Passons sur l'appréciation de Rouge sur le niveau de conscience comparé de ceux qui se contentent de revendiquer au sein du mouvement le simple maintien du privilège des étudiants de partir plus tard à l'armée et de ceux qui combattent l'armée bourgeoise actuelle, fût-elle de conscription. Passons également sur le fait que pour Rouge, la propagande contre l'armée de conscription implique, automatiquement, la propagande d'une armée de volontaires.

Comme pour Rouge la chose essentielle est de lutter contre « la perspective de l'armée de métier » et comme cette lutte lui parait souffrir de la propagande « Contre l'armée de conscription ». la seule conclusion logique que l'on peut en tirer en effet, c'est qu'il faut abandonner cette dernière propagande. Voilà ce qu'a fait la Ligue pendant le mouvement des lycéens.

Mais l'armée bourgeoise étant, à l'heure actuelle en France, une armée de conscription, quelle propagande révolutionnaire développer contre l'armée bourgeoise, si ce n'est « une propagande persistante contre l'armée de conscription » ?

Opposer armée de métier à armée de conscription comme le fait la Ligue est un non-sens. Tant que dure l'armée permanente bourgeoise, la conscription, le service militaire obligatoire, n'est et ne peut être autre chose que l'asservissement, l'embrigadement de la jeunesse en général et de la jeunesse travailleuse en particulier à la caste des militaires professionnels dévoués corps et âme à la bourgeoisie. Il est ahurissant que des révolutionnaires socialistes puissent trouver quoi que ce soit de positif, de favorable aux intérêts des travailleurs, dans la forme de l'armée bourgeoise qui institutionnalise cet asservissement. Il est tout aussi ahurissant qu'ils s'évertuent à propager l'illusion que cet état de chose peut être atténué, sinon supprimé, quelles que soient les réformes obtenues.

L'antimilitarisme révolutionnaire consiste à mener une « propagande persistante » contre l'armée permanente de la bourgeoisie sous quelque forme qu'elle se présente. ce qui signifie avant tout qu'il faut mener la propagande contre elle sous la forme sous laquelle elle se présente dans le pays où l'on milite. Quelle soit de métier ou de conscription est exactement pareil en la matière. Défendre l'armée de conscription, fût-ce face à l'armée de métier, c'est défendre l'armée bourgeoise.
■ ■ ■ ■ ■
● **CONSIGNE 1**:
Indiquez si chacune des affirmations suivantes concorde avec le texte, en répondant par oui ou non et en citant exactement les mots du texte qui tranchent. (a) Le texte présente l'armée bourgeoise actuelle en France comme une armée de conscription. (b) Le texte juge pertinent d'opposer l'armée de métier à l'armée de conscription. (c) Le texte affirme que la Ligue a abandonné la propagande contre l'armée de conscription pendant le mouvement des lycéens.
● **CONSIGNE 2**:
Recopiez fidèlement le passage du texte qui va de « Passons sur l'appréciation » jusqu'à « mouvement des lycéens. ».

● **DONNÉES SOURCES**:
■ ■ ■ ■ ■
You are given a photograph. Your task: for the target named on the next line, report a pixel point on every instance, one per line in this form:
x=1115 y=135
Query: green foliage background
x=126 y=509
■ ■ ■ ■ ■
● **RÉPONSE ATTENDUE 1**:
(a) Oui : « l'armée bourgeoise étant, à l'heure actuelle en France, une armée de conscription ».
(b) Non : « Opposer armée de métier à armée de conscription comme le fait la Ligue est un non-sens. »
(c) Oui : « il faut abandonner cette dernière propagande. Voilà ce qu'a fait la Ligue pendant le mouvement des lycéens. »

● **RÉPONSE ATTENDUE 2**:
Passons sur l'appréciation de Rouge sur le niveau de conscience comparé de ceux qui se contentent de revendiquer au sein du mouvement le simple maintien du privilège des étudiants de partir plus tard à l'armée et de ceux qui combattent l'armée bourgeoise actuelle, fût-elle de conscription. Passons également sur le fait que pour Rouge, la propagande contre l'armée de conscription implique, automatiquement, la propagande d'une armée de volontaires.

Comme pour Rouge la chose essentielle est de lutter contre « la perspective de l'armée de métier » et comme cette lutte lui parait souffrir de la propagande « Contre l'armée de conscription ». la seule conclusion logique que l'on peut en tirer en effet, c'est qu'il faut abandonner cette dernière propagande. Voilà ce qu'a fait la Ligue pendant le mouvement des lycéens.